YOUR TASK: Transcribe all of the entries below line for line, changing nothing.

RECORDS FOR PROCESSING:
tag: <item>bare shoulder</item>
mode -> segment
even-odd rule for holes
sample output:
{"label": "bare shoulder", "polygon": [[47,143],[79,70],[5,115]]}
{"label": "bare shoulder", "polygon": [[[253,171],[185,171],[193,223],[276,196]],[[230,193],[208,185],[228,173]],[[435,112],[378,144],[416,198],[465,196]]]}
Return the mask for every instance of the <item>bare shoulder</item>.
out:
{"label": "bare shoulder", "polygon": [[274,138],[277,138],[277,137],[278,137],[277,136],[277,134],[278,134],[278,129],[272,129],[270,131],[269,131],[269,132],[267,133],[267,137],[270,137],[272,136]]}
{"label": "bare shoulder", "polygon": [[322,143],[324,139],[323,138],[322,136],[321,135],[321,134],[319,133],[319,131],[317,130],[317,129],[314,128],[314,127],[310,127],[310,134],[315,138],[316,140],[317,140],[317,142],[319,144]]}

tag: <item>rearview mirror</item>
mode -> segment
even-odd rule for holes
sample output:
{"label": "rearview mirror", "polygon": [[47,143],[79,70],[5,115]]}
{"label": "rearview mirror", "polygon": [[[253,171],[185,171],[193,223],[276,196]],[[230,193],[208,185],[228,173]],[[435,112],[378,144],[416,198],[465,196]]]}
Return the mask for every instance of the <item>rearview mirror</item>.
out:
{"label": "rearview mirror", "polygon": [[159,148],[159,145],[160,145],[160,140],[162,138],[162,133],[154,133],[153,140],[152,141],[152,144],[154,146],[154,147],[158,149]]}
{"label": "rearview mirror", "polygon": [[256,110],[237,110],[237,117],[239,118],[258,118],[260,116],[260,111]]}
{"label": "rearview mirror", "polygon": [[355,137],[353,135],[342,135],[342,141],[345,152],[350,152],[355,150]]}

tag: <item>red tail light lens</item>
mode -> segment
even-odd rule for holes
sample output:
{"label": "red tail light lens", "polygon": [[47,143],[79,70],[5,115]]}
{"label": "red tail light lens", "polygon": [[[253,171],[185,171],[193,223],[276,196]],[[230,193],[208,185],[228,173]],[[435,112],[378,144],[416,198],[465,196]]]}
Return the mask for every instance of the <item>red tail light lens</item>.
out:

THE COMPLETED TASK:
tag: <item>bare shoulder</item>
mode -> segment
even-odd rule for holes
sample output:
{"label": "bare shoulder", "polygon": [[47,143],[79,70],[5,115]]}
{"label": "bare shoulder", "polygon": [[[253,171],[185,171],[193,223],[276,196]],[[230,193],[208,185],[228,173]],[[435,112],[378,144],[416,198],[465,196]]]}
Return the mask for every instance of the <item>bare shoulder</item>.
out:
{"label": "bare shoulder", "polygon": [[274,138],[277,138],[277,137],[278,137],[277,136],[277,134],[278,134],[278,129],[272,129],[270,131],[269,131],[269,132],[267,133],[267,137],[270,137],[272,136]]}
{"label": "bare shoulder", "polygon": [[322,143],[324,139],[323,138],[322,136],[321,135],[321,134],[319,133],[319,131],[317,130],[317,129],[314,128],[314,127],[310,127],[310,134],[315,138],[316,140],[317,140],[317,142],[319,144]]}

tag: <item>rearview mirror</item>
mode -> segment
even-odd rule for holes
sample output:
{"label": "rearview mirror", "polygon": [[47,143],[79,70],[5,115]]}
{"label": "rearview mirror", "polygon": [[[253,171],[185,171],[193,223],[276,196]],[[230,193],[208,185],[228,173]],[[435,112],[378,144],[416,198],[465,196]]]}
Return the mask for every instance of the <item>rearview mirror</item>.
out:
{"label": "rearview mirror", "polygon": [[159,148],[159,145],[160,145],[160,140],[162,138],[162,133],[154,133],[153,140],[152,141],[152,144],[154,146],[154,147],[158,149]]}
{"label": "rearview mirror", "polygon": [[256,110],[237,110],[237,117],[239,118],[258,118],[260,116],[260,111]]}
{"label": "rearview mirror", "polygon": [[355,137],[353,135],[342,135],[342,141],[345,152],[350,152],[355,150]]}

tag: <item>red tail light lens</item>
mode -> segment
even-odd rule for holes
sample output:
{"label": "red tail light lens", "polygon": [[47,143],[79,70],[5,115]]}
{"label": "red tail light lens", "polygon": [[[253,171],[185,171],[193,223],[276,196]],[[230,193],[208,185],[228,173]],[[435,112],[378,144],[416,198],[465,196]]]}
Return the mask for every instance of the <item>red tail light lens</item>.
out:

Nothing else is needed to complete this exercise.